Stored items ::

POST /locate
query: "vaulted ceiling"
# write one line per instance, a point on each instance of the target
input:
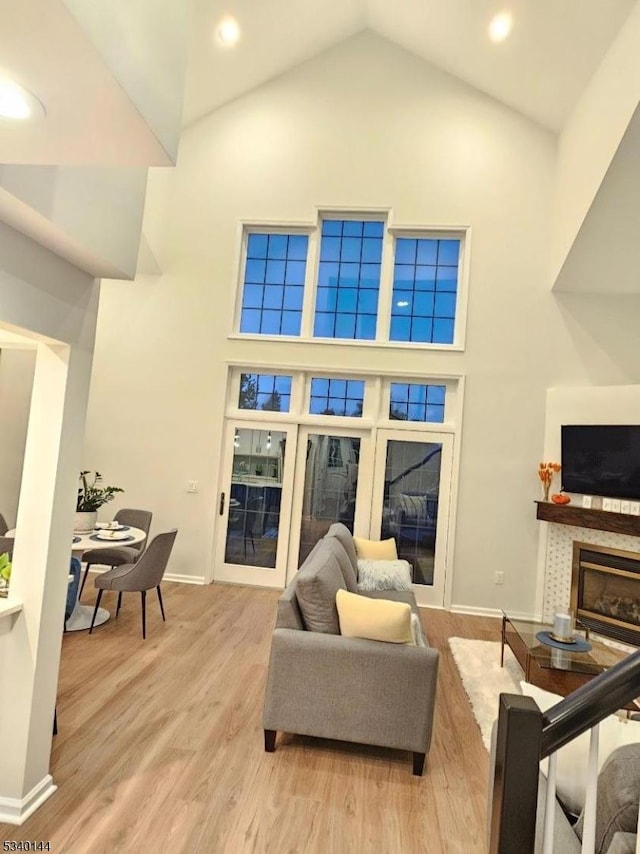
(540, 70)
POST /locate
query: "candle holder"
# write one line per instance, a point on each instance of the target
(563, 627)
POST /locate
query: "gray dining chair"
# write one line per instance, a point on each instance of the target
(119, 555)
(141, 576)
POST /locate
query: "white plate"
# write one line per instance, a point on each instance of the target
(112, 535)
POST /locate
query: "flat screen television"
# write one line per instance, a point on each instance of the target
(601, 459)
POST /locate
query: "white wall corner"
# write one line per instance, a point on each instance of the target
(152, 69)
(18, 810)
(590, 138)
(90, 216)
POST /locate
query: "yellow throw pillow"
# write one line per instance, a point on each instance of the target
(376, 549)
(374, 619)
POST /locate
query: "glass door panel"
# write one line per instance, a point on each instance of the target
(328, 483)
(251, 507)
(411, 503)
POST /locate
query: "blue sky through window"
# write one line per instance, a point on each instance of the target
(348, 279)
(415, 402)
(274, 283)
(265, 391)
(336, 397)
(425, 284)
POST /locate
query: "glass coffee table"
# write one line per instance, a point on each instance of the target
(558, 670)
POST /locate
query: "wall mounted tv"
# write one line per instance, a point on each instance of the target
(601, 459)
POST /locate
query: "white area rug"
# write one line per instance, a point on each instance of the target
(478, 663)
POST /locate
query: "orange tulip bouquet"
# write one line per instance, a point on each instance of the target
(546, 472)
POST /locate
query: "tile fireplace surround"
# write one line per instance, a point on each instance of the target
(559, 558)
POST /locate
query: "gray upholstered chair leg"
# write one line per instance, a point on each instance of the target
(161, 605)
(84, 579)
(95, 610)
(143, 596)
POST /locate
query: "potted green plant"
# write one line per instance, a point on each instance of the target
(5, 574)
(91, 497)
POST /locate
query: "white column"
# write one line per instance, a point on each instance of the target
(30, 641)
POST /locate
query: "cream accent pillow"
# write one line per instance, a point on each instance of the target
(376, 549)
(374, 619)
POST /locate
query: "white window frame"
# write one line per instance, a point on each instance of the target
(391, 233)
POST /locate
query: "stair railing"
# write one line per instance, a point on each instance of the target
(525, 735)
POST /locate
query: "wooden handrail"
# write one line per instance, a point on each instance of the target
(525, 736)
(593, 702)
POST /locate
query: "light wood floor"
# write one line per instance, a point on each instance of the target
(160, 746)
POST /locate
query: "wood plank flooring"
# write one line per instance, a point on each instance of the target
(160, 746)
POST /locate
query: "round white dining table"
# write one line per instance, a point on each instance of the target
(80, 617)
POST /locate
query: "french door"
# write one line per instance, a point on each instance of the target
(411, 499)
(332, 484)
(254, 503)
(283, 486)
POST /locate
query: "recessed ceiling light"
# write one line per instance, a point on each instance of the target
(228, 31)
(17, 104)
(500, 27)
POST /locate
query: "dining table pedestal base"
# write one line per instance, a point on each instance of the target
(81, 615)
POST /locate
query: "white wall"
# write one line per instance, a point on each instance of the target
(591, 136)
(89, 215)
(43, 295)
(365, 124)
(16, 382)
(152, 68)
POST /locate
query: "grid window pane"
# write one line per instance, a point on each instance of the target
(350, 257)
(414, 402)
(273, 261)
(336, 397)
(425, 282)
(264, 391)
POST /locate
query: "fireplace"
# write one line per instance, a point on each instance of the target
(605, 591)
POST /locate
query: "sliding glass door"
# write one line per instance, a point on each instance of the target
(254, 502)
(332, 483)
(411, 497)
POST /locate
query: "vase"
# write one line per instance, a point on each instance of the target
(85, 521)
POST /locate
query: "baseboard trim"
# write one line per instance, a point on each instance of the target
(183, 579)
(493, 612)
(18, 810)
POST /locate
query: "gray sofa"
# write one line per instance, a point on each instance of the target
(616, 811)
(323, 684)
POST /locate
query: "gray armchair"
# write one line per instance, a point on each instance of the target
(119, 555)
(138, 577)
(324, 684)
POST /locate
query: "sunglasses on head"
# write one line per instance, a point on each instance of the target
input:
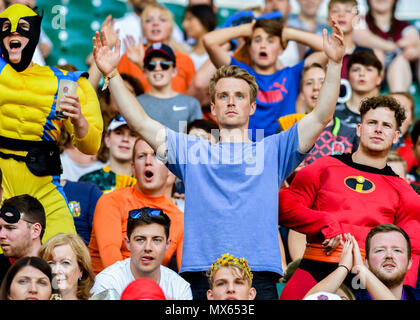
(151, 212)
(164, 64)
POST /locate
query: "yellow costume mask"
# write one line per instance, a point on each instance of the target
(13, 14)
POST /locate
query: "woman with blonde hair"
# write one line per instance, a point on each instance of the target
(71, 266)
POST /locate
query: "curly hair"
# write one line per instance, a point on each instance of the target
(81, 252)
(383, 101)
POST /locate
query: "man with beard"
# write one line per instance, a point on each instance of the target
(22, 224)
(388, 257)
(381, 276)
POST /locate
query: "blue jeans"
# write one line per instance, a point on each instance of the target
(264, 282)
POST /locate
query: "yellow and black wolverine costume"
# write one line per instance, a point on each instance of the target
(29, 129)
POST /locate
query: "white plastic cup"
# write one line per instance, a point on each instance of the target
(65, 87)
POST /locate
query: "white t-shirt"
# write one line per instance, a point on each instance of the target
(118, 276)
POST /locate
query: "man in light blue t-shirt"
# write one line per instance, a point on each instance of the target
(231, 186)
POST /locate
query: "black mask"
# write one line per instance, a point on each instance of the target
(13, 14)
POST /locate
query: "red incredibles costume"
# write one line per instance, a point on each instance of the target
(333, 196)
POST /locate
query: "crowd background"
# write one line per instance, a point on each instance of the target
(70, 26)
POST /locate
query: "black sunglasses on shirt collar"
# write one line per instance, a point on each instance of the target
(11, 215)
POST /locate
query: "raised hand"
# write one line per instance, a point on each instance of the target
(329, 245)
(334, 47)
(106, 59)
(70, 105)
(110, 32)
(357, 256)
(346, 258)
(133, 50)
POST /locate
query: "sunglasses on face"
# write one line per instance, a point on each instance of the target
(151, 212)
(165, 65)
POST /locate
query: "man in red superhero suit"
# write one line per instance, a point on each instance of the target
(350, 193)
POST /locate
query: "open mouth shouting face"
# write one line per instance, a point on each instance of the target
(157, 26)
(151, 173)
(264, 48)
(14, 42)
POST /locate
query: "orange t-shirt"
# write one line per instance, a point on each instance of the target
(109, 226)
(180, 82)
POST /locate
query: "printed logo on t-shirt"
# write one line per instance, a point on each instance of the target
(359, 184)
(176, 108)
(75, 209)
(275, 94)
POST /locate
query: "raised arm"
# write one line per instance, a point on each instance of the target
(333, 281)
(311, 126)
(107, 60)
(214, 41)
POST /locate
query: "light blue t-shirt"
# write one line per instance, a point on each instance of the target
(231, 197)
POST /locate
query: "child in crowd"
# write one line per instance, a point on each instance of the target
(230, 278)
(278, 89)
(365, 77)
(162, 102)
(119, 139)
(157, 24)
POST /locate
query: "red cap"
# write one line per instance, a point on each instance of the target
(143, 289)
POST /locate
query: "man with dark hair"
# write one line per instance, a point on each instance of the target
(365, 76)
(22, 225)
(106, 244)
(350, 193)
(388, 257)
(147, 239)
(381, 275)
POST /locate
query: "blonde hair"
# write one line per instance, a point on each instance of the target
(159, 7)
(235, 265)
(83, 260)
(237, 73)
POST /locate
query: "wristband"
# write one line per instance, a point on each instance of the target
(109, 77)
(342, 265)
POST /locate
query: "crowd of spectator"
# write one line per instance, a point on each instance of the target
(274, 156)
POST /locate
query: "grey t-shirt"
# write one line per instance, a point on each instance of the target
(174, 112)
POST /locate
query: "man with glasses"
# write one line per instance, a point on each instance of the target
(147, 239)
(22, 225)
(107, 244)
(162, 102)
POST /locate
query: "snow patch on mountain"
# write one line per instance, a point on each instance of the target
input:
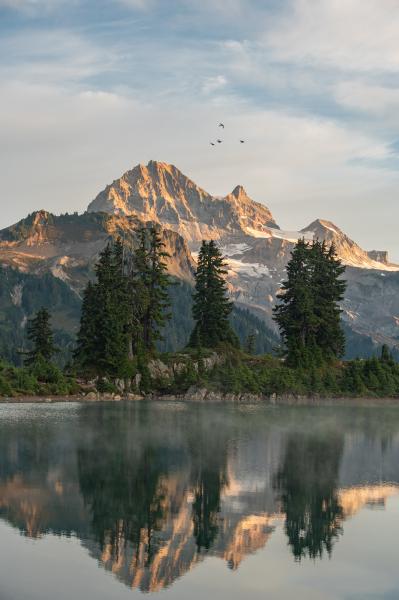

BRIEF :: Apart from the pictures, which are to be omitted, every record must be transcribed exactly.

EXERCISE RESPONSE ::
POST /locate
query: "vaulted ceiling"
# write one line per instance, a point on each instance of the target
input:
(540, 70)
POST /locate
query: "candle holder"
# write one line per instance, a point on each instance of the target
(563, 627)
POST /locate
query: "gray dining chair"
# write one line per instance, a point on each instance of the target
(119, 555)
(141, 576)
POST /locate
query: "white plate"
# write one line per instance, a point on each instance of the target
(112, 535)
POST /locate
query: "flat screen television"
# write one line per instance, a point on each instance of the target
(601, 459)
POST /locate
query: "white wall corner"
# write one line per instance, a point on each instance of the target
(152, 69)
(18, 810)
(590, 138)
(90, 216)
POST /locate
query: "yellow throw pillow"
# write one line per instance, a point on each instance of the target
(376, 549)
(374, 619)
POST /locate
query: "glass door panel"
# write one line per instance, a point on each instance of the target
(328, 483)
(251, 507)
(411, 503)
POST /locate
query: "blue sky through window"
# write one line per instance, a point on each instance of the target
(348, 279)
(415, 402)
(274, 283)
(265, 391)
(336, 397)
(425, 284)
POST /locate
query: "glass coffee table"
# write one line per instance, a point on each instance of the target
(558, 670)
POST /locate
query: "wall mounted tv"
# write one line per instance, a point on each instance of the target
(601, 459)
POST /locate
query: "white area rug"
# write one line per instance, a point on each instance of the target
(478, 663)
POST /locate
query: "orange tulip bouquet"
# write one line per instance, a point on each instance of the target
(546, 472)
POST /locate
query: "tile fireplace surround"
# write one line per instance, a point on each instance of the target
(559, 558)
POST /locate
query: "gray upholstered chair leg"
# write one line per instance, a point on each instance of the target
(161, 605)
(84, 579)
(95, 610)
(143, 596)
POST /locate
query: "potted green plant"
# write one line per instance, a point on each instance of the target
(5, 574)
(91, 497)
POST /locate
query: "white column"
# write one line per instance, a point on each instance of the target
(30, 641)
POST /locate
query: "cream accent pillow"
# write one line per instance, a point on each instance of the target
(376, 549)
(374, 619)
POST /locate
query: "white window frame"
# write one line per instance, a point on each instance of the target
(391, 233)
POST /locate
query: "stair railing"
# write one line per instance, a point on each instance of the target
(525, 735)
POST /locate
query: "wooden handrail"
# write one line per instance, a point on each instance of the target
(525, 736)
(593, 702)
POST /locate
query: "light wood floor"
# write one line per instance, a point on each instance of the target
(160, 746)
POST /locate
query: "wood plank flooring"
# write one line per instance, a point on each instance of the target
(160, 746)
POST /locate
query: "round white dining table"
# write one line per instance, a point on each instance of the target
(80, 617)
POST /locate
query: "french door"
# write one line per instance, a point on each instance of the target
(411, 499)
(332, 484)
(254, 503)
(283, 486)
POST /locate
query: "recessed ceiling light"
# write one line per instance, a point on each instance of the target
(228, 31)
(17, 104)
(500, 27)
POST /locate
query: "dining table pedestal base"
# write one line per instance, a point on each instance of the target
(81, 615)
POST /locate
query: "white wall"
# write one line per instance, a point on each instance of the target
(591, 136)
(89, 215)
(43, 295)
(365, 124)
(16, 382)
(152, 68)
POST /locate
query: "grid window pane"
# write one line per instance, a point on each instance of the target
(350, 257)
(414, 402)
(273, 261)
(336, 397)
(425, 282)
(264, 391)
POST /locate
query: "fireplace"
# write one line per instance, a point on each instance of the target
(605, 591)
POST /locate
query: "sliding glass door"
# write one line per instance, a point on each instance of the target
(254, 502)
(332, 483)
(411, 497)
POST /locate
query: "vase"
# write one line per instance, a point on each instance of the target
(85, 521)
POST /locate
query: "baseboard trim"
# write one line per instance, a point on each instance of the target
(183, 579)
(493, 612)
(18, 810)
POST /locate
query: "gray sofa"
# write one line per instance, a point on each instance of the target
(616, 811)
(323, 684)
POST /locate
query: "gray armchair"
# write one line per instance, a point on each instance of the target
(119, 555)
(138, 577)
(324, 684)
POST /locate
query: "sunglasses on head"
# write one line per instance, a point on each instance of the target
input:
(151, 212)
(164, 64)
POST /locate
query: "yellow costume mask"
# write one line per instance, a point on each instance of the target
(13, 14)
POST /locate
query: "woman with blonde hair"
# write one line per instance, a point on each instance of the target
(71, 266)
POST /locate
query: "curly hair"
# write one line per instance, a point on each instance of the target
(81, 252)
(383, 101)
POST /locate
query: "man with beard"
# write one line per instance, a point on each instance of the target
(22, 224)
(388, 257)
(381, 276)
POST /locate
query: "blue jeans"
# write one line per instance, a point on each instance of the target
(264, 282)
POST /locate
query: "yellow and black wolverine costume"
# write one line per instance, a point on each instance of the target
(29, 129)
POST /locate
query: "white plastic cup"
# write one line per instance, a point on each instance of the target
(65, 87)
POST /locate
query: "white t-shirt"
# write one line per instance, a point on each instance of the target
(118, 276)
POST /locate
query: "man in light blue t-shirt"
# write one line per instance, a point on each instance of the target
(231, 186)
POST /locate
query: "black mask"
# write one line per instance, a point on each instance of the target
(13, 14)
POST /locate
query: "red incredibles costume"
# write one line per instance, a point on each instance of the target
(333, 196)
POST /locate
query: "crowd background"
# write one line per instance, a point on each instance of the target
(70, 26)
POST /locate
query: "black sunglasses on shirt collar"
# write one line per instance, a point on each instance of the target
(11, 215)
POST /locate
query: "raised hand"
# write one line per instance, a point on each instance of the target
(329, 245)
(334, 47)
(106, 59)
(70, 105)
(110, 32)
(357, 256)
(346, 258)
(133, 50)
POST /locate
query: "sunglasses on face"
# write one line per instance, a point on each instance of the target
(151, 212)
(165, 65)
POST /locate
query: "man in red superhero suit"
# write one line per instance, a point on each instance of the target
(350, 193)
POST /locate
query: "open mouth shouting face"
# write one line per instance, a point on each instance of the target
(157, 26)
(151, 173)
(264, 48)
(14, 42)
POST /locate
query: "orange t-shirt"
# write one line per instance, a point on each instance of the target
(109, 226)
(180, 82)
POST /locate
query: "printed logo on t-shirt"
# write one line per instance, a point on each instance of the target
(359, 184)
(176, 108)
(75, 209)
(275, 94)
POST /locate
query: "raised arm"
# write one line per instance, a point on each instance of the target
(333, 281)
(311, 126)
(107, 60)
(214, 41)
POST /locate
query: "light blue t-shirt"
# write one line per instance, a point on each instance of the target
(231, 197)
POST /locate
query: "child in crowd"
# write one line per instance, a point on each instance of the target
(230, 278)
(278, 89)
(365, 77)
(162, 102)
(119, 139)
(157, 24)
POST /locate
query: "red cap"
# write one line per instance, a point on each instance of the target
(143, 289)
POST /locate
query: "man with dark hair"
# write one line per instance, a point on each instance of the target
(365, 76)
(22, 225)
(106, 244)
(350, 193)
(388, 257)
(147, 239)
(381, 275)
POST /locate
query: "blonde hair"
# write one line per instance, a point on each instance of the target
(159, 7)
(235, 265)
(83, 260)
(237, 73)
POST /locate
query: "wristband"
# write one line per instance, a point on each instance of the target
(109, 77)
(342, 265)
POST /locate
query: "crowd of spectator"
# write one line per instance, a point on each instance of the target
(274, 156)
POST /locate
query: "grey t-shirt"
# write one line per instance, a point on each instance of the target
(174, 112)
POST /locate
query: "man with glasses"
# write one line per instance, a point on each instance of the target
(147, 239)
(22, 225)
(107, 244)
(162, 102)
POST /locate
query: "snow patch on mountain"
# write one line per instance, a point on each instance of the target
input:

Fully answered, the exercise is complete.